__INSTRUCTION 1__.
Name every community in Glasgow's East End that the text on Scottish independence mentions.

__TEXT SHOWN__.
== == ==

Persuading a majority for Scottish independence

On launching her party’s manifesto at the 2016 Holyrood election, Nicola Sturgeon announced that the party would start work this summer to persuade a majority in Scotland of the case for independence. She said there would be “no right to propose another referendum” if they did not succeed. The political landscape has shifted substantially since then. The summer project looks very different. In the wake of the Brexit vote, what do the party need to grapple with to create their vital majority? What are their sticking points?

Vote Yes, Vote Leave

There was a resemblance between how disadvantaged communities voted in the independence and EU referendums. A rejection of the status quo, poorer communities in Scotland were prepared to reject the existing setup which didn’t serve their interests. Scottish Labour leader, Kezia Dugdale, said: “We need to understand why they felt the gamble of independence or the gamble of leaving the EU was a better prospect than fighting for change within the system we have”. This will be something the SNP will also need to unpick.

Just under 4 out of 10 of those in Scotland voted to leave the EU. Just over 5 out of 10 did so in England. Despite the rhetoric of division, the difference between the nations wasn’t stark. Communities in Glasgow’s East End – including Parkhead, Easterhouse and Shettleston – were amongst the highest proportion of Leave voters in the country. As Kezia Dugdale also stated: “we are not immune to the deep divisions that made people vote Leave in England and Wales”.

== == ==

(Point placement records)
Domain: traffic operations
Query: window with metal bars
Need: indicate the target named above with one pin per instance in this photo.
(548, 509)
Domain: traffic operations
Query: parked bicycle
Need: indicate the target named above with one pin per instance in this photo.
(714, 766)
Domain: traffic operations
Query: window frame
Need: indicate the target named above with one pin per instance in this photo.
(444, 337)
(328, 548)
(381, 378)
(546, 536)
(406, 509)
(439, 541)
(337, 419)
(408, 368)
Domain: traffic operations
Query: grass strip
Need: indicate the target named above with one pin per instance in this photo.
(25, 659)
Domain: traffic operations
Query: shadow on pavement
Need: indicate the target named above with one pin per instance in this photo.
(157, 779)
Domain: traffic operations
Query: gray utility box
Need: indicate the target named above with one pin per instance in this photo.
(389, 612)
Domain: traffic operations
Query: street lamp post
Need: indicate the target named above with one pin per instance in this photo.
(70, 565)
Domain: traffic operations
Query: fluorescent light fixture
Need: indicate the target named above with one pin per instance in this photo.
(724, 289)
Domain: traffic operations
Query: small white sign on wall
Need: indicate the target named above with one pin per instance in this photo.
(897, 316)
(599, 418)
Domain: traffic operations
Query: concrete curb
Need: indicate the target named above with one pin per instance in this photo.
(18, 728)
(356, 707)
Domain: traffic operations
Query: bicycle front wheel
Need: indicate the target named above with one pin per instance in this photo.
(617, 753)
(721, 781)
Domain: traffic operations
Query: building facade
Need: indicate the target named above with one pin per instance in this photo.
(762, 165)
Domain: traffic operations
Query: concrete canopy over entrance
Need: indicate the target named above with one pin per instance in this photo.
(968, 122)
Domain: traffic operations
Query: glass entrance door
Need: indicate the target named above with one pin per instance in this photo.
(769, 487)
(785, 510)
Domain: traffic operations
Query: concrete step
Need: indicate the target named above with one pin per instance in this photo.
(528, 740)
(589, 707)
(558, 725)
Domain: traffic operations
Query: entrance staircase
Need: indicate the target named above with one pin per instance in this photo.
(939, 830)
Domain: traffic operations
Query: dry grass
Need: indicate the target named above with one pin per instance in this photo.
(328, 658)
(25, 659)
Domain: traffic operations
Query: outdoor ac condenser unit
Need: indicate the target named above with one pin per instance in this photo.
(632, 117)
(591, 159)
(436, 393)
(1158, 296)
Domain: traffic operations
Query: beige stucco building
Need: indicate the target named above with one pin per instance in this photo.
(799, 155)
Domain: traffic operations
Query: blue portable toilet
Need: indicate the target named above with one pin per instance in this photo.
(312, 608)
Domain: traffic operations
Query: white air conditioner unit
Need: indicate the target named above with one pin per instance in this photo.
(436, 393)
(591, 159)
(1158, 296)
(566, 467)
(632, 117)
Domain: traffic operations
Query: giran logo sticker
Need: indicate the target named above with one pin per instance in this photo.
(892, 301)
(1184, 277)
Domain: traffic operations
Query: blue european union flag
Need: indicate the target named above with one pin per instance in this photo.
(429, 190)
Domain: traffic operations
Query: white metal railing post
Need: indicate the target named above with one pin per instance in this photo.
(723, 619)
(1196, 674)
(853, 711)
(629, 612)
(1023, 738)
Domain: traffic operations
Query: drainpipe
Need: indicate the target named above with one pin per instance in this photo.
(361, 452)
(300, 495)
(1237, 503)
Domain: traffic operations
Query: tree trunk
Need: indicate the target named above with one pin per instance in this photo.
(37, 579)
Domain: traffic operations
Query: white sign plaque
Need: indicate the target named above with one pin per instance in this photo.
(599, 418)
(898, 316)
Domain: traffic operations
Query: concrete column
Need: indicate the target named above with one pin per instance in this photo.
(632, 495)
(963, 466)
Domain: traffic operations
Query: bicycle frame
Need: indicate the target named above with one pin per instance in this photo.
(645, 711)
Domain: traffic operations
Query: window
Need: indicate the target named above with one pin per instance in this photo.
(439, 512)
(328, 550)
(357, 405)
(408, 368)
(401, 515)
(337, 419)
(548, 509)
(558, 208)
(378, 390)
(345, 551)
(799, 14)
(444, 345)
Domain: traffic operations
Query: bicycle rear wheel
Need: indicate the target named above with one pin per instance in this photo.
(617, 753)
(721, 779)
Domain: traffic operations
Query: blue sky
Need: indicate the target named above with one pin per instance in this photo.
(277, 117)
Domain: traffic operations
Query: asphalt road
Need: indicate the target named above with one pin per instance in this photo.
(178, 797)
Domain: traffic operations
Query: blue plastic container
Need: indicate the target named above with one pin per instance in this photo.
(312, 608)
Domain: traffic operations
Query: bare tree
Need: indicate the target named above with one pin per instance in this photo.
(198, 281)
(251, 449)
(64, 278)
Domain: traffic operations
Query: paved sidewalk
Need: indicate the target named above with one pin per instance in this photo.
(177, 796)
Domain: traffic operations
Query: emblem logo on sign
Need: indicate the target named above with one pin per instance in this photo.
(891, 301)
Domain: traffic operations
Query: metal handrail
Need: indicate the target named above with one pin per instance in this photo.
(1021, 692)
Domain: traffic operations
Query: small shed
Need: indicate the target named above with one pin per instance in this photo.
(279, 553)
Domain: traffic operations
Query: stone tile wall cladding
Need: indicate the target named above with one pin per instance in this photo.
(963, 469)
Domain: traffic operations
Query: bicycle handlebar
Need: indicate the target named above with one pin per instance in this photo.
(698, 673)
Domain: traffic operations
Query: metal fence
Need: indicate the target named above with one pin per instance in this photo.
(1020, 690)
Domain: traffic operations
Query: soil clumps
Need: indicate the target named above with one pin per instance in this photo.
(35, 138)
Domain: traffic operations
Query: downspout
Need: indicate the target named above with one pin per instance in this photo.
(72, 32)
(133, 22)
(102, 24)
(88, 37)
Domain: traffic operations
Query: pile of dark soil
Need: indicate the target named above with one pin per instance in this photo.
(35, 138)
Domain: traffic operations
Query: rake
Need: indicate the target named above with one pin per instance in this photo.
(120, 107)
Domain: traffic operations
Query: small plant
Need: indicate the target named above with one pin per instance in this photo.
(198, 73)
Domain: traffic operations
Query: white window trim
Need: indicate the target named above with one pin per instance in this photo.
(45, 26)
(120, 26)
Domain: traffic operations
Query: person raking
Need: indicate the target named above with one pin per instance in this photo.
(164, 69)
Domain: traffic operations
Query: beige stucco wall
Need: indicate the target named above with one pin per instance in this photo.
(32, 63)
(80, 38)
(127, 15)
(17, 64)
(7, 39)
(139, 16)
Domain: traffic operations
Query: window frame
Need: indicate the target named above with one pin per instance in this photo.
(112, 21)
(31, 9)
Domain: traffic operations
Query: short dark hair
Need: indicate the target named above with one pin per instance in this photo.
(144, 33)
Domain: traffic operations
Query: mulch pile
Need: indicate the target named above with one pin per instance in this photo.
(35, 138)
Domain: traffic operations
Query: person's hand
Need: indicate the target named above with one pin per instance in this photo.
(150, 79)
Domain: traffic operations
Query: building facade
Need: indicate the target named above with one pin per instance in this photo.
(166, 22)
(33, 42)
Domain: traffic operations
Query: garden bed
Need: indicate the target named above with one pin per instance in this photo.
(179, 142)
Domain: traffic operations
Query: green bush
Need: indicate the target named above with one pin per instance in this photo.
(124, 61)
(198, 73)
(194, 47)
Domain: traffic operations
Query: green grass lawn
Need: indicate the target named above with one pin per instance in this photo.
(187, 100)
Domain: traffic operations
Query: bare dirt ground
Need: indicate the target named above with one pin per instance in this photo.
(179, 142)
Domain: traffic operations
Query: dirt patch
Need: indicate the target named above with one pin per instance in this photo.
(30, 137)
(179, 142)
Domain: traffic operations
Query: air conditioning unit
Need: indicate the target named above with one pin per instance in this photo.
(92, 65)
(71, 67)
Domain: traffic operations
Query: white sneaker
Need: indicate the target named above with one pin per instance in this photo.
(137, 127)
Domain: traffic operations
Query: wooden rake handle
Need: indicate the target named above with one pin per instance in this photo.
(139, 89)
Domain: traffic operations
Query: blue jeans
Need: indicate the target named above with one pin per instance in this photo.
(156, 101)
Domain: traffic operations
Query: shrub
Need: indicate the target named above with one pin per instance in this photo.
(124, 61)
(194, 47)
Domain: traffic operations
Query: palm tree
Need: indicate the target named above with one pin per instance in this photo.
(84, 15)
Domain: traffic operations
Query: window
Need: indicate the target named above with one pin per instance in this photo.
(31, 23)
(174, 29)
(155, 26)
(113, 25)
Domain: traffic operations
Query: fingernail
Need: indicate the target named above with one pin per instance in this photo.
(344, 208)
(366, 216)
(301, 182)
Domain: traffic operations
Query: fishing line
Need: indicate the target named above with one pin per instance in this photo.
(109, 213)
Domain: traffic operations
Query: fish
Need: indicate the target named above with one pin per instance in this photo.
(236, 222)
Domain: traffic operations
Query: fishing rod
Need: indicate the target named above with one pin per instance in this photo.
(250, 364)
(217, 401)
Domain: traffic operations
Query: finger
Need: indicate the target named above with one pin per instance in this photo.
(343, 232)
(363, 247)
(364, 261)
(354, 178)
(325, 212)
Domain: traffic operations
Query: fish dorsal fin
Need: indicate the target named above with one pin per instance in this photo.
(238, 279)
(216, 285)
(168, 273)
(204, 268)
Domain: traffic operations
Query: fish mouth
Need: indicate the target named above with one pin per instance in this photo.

== == ==

__INSTRUCTION 2__.
List every line of the records above that contains the string "logo".

__CORRECT OUTPUT 1__.
Parkhead, Easterhouse, Shettleston

__CORRECT OUTPUT 2__.
Query: giran logo sticker
Query: emblem logo on sign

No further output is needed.